> _PAGE TEXT_
┄┄┄┄┄┄

This book contains 32 chapters, divided into nine sections, and an appendix. It fills an important void by including a comprehensive account of contemporary methods and a detailed overview of current methodological trends. Section 1, which summarizes briefly Newton Morton's impact on science, is supplemented by a complete list of his research contributions in the appendix. In Section 2 we provide an overview of the methods for genetic dissection of complex traits and a succinct summary of the fundamental concepts of heritability, linkage, and association. In Section 3 we cover phenotypic and genotypic issues, such as quality and refinement, and discuss ways of handling multivariate phenotypes. In Section 4 we discuss the most powerful model-based methodology for linkage analysis, including a critical discussion of its strengths and weaknesses. In Section 5 we present contemporary and promising model-free methods, including variance components methods and transmission disequilibrium tests (TDT). Section 6 presents a comprehensive discussion of emerging new methodologies with considerable potential, including meta-analysis, classification methods, neural networks, and genome partitioning methods. In Section 7 we discuss optimum strategies for mapping complex trait loci, including gene-gene and gene-environment interactions, and special studies of population isolates. In Section 8 we deal with the thorny issues of multiple comparisons and significance levels. Finally, in Section 9 we offer some thoughts for the new millennium.
This book can be used as a handbook for a wide audience of pre- and postdoctoral scientists, methodologists who seek an overview of some of the latest thinking in this area, and, most importantly, the scores of investigators who seek to evaluate the etiological basis of complex traits. It can be used as a reference book for upper-level undergraduate students, as well as a textbook for graduate students majoring in quantitative aspects of human genetics or in genetic epidemiology. It also provides an excellent account for statisticians interested in methodological opportunities. We believe that it represents an important resource that will have some longevity as we march forward in the new millennium.
As the saying goes, "Wisdom comes from experience, and experience comes from making mistakes." Surely we have all made our share of mistakes, hence are experienced, and may now hope that wisdom is just waiting for us to claim it! We have tried to fill this volume with the wisdom the authors have accumulated from their combined experience. Perhaps the most important sign of wisdom is the humility with which we recognize the limitations of some of our current approaches. Predicting the future is a perilous exercise, especially when it comes to complex traits. It is nearly impossible for us to know today which methods will have been the most useful in dissecting the genetic architecture of complex traits when we look back 10 to 20 years from now. We can only judge what appear to be the most promising approaches from our current perspective, and that is what we have tried to document here. No doubt there will be many surprises ahead. Genetic dissection of complex traits is the greatest challenge in genetics at the start of the new millennium, and we hope that the wisdom conveyed herein will shed some light. What a time it is to be a genetic epidemiologist!

┄┄┄┄┄┄

> _WORK ORDER A_
Say whether each statement agrees with the book overview, answering yes or no and quoting the deciding words: (i) The book has 32 chapters arranged in nine sections. (ii) Section 5 deals with multiple comparisons and significance levels. (iii) The book is offered as a textbook for upper-level undergraduate students.
> _WORK ORDER B_
Rewrite the part of the book overview starting at "This book can" and ending at "in the new millennium.", swapping "handbook" for "guide".

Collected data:

┄┄┄┄┄┄

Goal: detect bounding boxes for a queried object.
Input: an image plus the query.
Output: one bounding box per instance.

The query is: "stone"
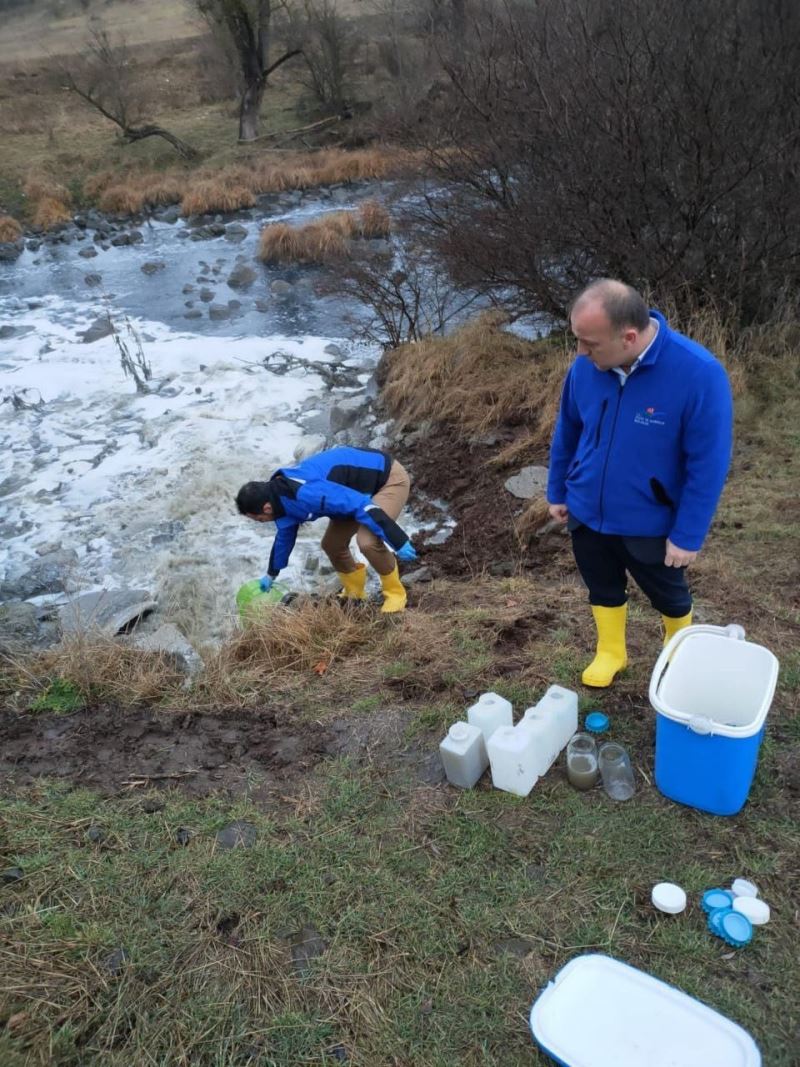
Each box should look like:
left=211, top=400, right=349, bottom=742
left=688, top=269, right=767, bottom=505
left=0, top=601, right=39, bottom=652
left=330, top=397, right=364, bottom=433
left=0, top=548, right=78, bottom=601
left=290, top=926, right=327, bottom=975
left=506, top=466, right=548, bottom=500
left=133, top=622, right=203, bottom=675
left=228, top=264, right=258, bottom=289
left=81, top=315, right=114, bottom=345
left=59, top=589, right=158, bottom=637
left=403, top=567, right=433, bottom=586
left=101, top=946, right=130, bottom=977
left=217, top=818, right=256, bottom=848
left=225, top=222, right=247, bottom=244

┄┄┄┄┄┄

> _SOLUTION A_
(i) Yes: "This book contains 32 chapters, divided into nine sections, and an appendix."
(ii) No: "In Section 8 we deal with the thorny issues of multiple comparisons and significance levels."
(iii) No: "It can be used as a reference book for upper-level undergraduate students, as well as a textbook for graduate students"

> _SOLUTION B_
This book can be used as a guide for a wide audience of pre- and postdoctoral scientists, methodologists who seek an overview of some of the latest thinking in this area, and, most importantly, the scores of investigators who seek to evaluate the etiological basis of complex traits. It can be used as a reference book for upper-level undergraduate students, as well as a textbook for graduate students majoring in quantitative aspects of human genetics or in genetic epidemiology. It also provides an excellent account for statisticians interested in methodological opportunities. We believe that it represents an important resource that will have some longevity as we march forward in the new millennium.